# STATED EXERCISE
Reproduce verbatim the lines of the material below, from the line containing "Autonomous forklift vision pipeline — detect the sky" through the line containing "200,341,615,512", including both of those lines.

BEGIN DATASET ROWS

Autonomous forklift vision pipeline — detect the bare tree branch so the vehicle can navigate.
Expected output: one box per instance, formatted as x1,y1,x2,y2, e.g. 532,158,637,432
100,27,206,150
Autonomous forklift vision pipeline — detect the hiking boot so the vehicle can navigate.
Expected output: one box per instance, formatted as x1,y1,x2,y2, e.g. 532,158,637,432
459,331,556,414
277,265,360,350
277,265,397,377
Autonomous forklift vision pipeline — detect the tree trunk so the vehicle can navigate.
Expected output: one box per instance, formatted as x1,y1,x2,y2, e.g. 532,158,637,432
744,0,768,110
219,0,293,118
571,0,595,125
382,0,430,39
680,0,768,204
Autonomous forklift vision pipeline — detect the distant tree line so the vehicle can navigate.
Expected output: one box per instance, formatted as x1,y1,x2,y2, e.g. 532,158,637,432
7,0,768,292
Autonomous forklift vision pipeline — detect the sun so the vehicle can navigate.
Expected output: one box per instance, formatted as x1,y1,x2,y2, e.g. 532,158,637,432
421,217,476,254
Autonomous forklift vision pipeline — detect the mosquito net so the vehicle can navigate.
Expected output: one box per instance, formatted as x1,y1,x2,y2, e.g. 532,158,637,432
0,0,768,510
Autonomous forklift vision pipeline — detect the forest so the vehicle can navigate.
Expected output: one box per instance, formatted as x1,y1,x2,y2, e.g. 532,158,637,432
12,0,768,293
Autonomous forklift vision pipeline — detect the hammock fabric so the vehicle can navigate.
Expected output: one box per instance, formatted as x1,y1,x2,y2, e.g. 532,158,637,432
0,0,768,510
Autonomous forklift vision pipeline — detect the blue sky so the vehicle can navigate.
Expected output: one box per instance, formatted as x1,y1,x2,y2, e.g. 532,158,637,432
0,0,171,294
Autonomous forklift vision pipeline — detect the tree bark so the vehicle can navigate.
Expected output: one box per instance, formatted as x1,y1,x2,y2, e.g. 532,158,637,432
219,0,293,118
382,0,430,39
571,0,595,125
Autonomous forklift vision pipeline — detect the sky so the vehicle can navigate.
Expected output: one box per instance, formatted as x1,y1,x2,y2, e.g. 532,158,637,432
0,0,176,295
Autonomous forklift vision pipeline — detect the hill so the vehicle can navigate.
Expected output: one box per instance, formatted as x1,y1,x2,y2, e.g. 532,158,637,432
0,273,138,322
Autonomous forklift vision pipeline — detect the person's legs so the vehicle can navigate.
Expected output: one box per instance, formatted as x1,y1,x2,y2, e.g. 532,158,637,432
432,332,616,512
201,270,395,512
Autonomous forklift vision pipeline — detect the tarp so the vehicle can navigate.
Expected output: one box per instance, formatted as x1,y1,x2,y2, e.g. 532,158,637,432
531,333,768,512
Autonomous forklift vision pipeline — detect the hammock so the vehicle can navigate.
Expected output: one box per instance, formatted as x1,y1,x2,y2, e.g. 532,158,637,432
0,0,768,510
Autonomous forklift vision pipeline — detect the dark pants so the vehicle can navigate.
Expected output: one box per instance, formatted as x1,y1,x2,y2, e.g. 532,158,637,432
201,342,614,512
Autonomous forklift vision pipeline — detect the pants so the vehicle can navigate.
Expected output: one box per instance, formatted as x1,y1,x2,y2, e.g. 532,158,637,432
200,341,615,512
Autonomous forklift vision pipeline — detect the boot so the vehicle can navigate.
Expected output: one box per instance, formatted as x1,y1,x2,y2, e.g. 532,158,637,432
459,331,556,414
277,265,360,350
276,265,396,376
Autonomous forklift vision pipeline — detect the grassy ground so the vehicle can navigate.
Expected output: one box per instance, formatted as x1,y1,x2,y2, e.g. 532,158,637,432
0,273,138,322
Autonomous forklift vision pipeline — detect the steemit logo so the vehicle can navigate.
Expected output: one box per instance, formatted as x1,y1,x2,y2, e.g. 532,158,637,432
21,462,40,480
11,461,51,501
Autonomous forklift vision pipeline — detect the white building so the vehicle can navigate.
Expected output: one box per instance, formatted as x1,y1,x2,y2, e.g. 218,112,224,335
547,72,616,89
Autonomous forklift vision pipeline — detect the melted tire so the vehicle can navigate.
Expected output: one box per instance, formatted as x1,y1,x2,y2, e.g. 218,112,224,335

END DATASET ROWS

# WRITTEN ANSWER
Autonomous forklift vision pipeline — detect the sky so the vehicle can navigate.
Expected output: one box per instance, formatted as x1,y1,x2,y2, e.g. 532,158,637,432
0,0,176,295
Autonomous forklift vision pipeline — detect the hill so the vehicle can navigate.
Expected output: one box per instance, formatted as x1,y1,x2,y2, e.g. 532,158,637,432
0,273,138,322
Autonomous forklift vision pipeline — detect the person's legs so the vehicle can navigate.
Expected output: one box per instance, formatted as x1,y1,x2,y2, e.g. 532,158,637,432
432,332,616,512
201,270,395,512
Autonomous forklift vision pipeline — detect the tarp so the vehicle can navigate.
Expected output: one box per instance, formatted as x1,y1,x2,y2, e.g. 532,158,637,432
531,333,768,512
Autonomous forklift vision pipeline — detect the hammock so the vehicle can navigate.
Expected output: one box per instance, formatted as x1,y1,x2,y2, e.g. 532,158,637,432
0,0,768,510
Autonomous forklift vision pipeline — detect the dark pants so the vehicle can navigate.
Expected output: one box per instance, formatted as x1,y1,x2,y2, e.g. 532,158,637,432
201,342,614,512
Autonomous forklift vision pipeline — detect the pants so the vehicle can navigate.
Expected output: one box per instance, formatted as x1,y1,x2,y2, e.g. 532,158,637,432
200,341,615,512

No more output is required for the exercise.